Exercise aim:
How many lines in the items below contain the string "give", matching case exactly? Reply with the number only.
----
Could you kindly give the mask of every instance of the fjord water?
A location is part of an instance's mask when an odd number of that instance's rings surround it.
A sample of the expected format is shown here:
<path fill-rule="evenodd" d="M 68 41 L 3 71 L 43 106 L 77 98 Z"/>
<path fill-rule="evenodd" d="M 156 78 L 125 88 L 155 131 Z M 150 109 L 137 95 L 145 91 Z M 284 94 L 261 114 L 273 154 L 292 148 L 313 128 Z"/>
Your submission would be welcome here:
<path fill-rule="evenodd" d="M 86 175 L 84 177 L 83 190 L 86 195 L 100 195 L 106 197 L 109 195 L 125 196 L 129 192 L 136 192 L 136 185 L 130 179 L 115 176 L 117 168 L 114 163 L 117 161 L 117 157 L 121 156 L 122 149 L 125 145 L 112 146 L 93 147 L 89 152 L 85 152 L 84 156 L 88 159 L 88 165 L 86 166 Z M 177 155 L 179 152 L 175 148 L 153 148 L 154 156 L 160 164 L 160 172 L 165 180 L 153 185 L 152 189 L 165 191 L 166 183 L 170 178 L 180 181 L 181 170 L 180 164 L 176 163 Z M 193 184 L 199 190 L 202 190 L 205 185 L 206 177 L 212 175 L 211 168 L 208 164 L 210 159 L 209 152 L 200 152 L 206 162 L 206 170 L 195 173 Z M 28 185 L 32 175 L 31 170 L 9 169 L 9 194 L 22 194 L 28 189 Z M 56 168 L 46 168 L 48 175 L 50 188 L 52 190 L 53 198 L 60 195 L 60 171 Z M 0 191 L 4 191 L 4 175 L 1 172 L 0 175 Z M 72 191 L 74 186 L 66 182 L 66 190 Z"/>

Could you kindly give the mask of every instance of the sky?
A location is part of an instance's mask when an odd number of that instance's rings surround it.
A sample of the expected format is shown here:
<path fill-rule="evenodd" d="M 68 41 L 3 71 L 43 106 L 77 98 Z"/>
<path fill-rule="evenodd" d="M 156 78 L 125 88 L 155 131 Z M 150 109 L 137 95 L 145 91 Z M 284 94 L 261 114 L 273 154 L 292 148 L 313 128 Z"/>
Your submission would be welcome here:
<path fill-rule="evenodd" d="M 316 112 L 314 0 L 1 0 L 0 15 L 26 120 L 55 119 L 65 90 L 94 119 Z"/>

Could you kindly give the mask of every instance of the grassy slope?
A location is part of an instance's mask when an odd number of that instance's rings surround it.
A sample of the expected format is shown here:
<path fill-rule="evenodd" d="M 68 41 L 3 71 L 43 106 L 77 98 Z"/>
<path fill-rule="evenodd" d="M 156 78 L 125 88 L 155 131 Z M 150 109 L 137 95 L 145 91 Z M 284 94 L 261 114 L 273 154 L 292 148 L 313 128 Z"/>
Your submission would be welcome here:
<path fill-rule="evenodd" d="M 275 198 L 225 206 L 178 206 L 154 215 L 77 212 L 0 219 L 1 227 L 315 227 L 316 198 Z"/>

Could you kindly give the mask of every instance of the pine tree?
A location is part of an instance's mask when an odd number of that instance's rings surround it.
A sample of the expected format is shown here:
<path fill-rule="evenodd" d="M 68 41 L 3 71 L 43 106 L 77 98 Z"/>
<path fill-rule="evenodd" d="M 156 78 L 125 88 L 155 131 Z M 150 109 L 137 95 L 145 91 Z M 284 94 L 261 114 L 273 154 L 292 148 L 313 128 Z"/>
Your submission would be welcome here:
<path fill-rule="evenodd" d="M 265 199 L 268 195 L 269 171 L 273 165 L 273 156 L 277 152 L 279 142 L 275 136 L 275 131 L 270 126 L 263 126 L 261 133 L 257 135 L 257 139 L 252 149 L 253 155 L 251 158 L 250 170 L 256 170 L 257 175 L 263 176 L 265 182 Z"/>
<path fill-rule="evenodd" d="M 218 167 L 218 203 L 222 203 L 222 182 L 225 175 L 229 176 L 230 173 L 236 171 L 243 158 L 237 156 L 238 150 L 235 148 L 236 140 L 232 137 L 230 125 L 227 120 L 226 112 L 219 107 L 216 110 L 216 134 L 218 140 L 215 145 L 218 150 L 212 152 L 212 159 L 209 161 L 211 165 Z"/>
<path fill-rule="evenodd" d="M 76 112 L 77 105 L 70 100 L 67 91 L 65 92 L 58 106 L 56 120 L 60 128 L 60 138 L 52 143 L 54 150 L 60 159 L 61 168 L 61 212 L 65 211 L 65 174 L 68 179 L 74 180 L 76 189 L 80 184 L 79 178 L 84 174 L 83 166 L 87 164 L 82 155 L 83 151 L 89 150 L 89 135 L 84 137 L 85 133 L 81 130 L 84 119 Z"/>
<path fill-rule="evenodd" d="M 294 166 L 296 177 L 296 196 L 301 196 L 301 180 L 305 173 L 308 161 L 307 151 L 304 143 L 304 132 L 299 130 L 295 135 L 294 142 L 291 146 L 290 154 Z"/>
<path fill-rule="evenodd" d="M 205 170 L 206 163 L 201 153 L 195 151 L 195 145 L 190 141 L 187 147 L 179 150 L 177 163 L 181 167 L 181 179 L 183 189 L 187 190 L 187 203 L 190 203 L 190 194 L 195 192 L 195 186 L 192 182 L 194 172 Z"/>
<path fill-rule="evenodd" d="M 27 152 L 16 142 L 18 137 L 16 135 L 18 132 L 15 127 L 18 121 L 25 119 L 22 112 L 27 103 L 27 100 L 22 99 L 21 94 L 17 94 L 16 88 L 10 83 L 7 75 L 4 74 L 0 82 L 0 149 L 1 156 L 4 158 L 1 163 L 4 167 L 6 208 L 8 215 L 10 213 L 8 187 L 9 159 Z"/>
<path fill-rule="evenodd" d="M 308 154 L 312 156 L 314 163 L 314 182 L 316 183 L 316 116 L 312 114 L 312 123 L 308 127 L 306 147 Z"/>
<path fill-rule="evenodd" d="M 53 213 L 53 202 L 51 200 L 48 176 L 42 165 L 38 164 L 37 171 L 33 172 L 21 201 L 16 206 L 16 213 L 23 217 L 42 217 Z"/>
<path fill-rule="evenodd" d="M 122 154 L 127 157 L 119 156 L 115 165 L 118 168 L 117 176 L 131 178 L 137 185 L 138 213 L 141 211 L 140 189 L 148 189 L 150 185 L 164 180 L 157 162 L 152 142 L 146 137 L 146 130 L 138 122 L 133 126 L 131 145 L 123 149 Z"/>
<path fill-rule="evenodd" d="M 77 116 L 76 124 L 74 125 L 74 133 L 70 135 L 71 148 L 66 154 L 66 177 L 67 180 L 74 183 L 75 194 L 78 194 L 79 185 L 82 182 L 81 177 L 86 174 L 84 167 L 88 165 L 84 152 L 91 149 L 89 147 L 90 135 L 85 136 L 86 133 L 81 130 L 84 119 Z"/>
----
Solution to this exercise:
4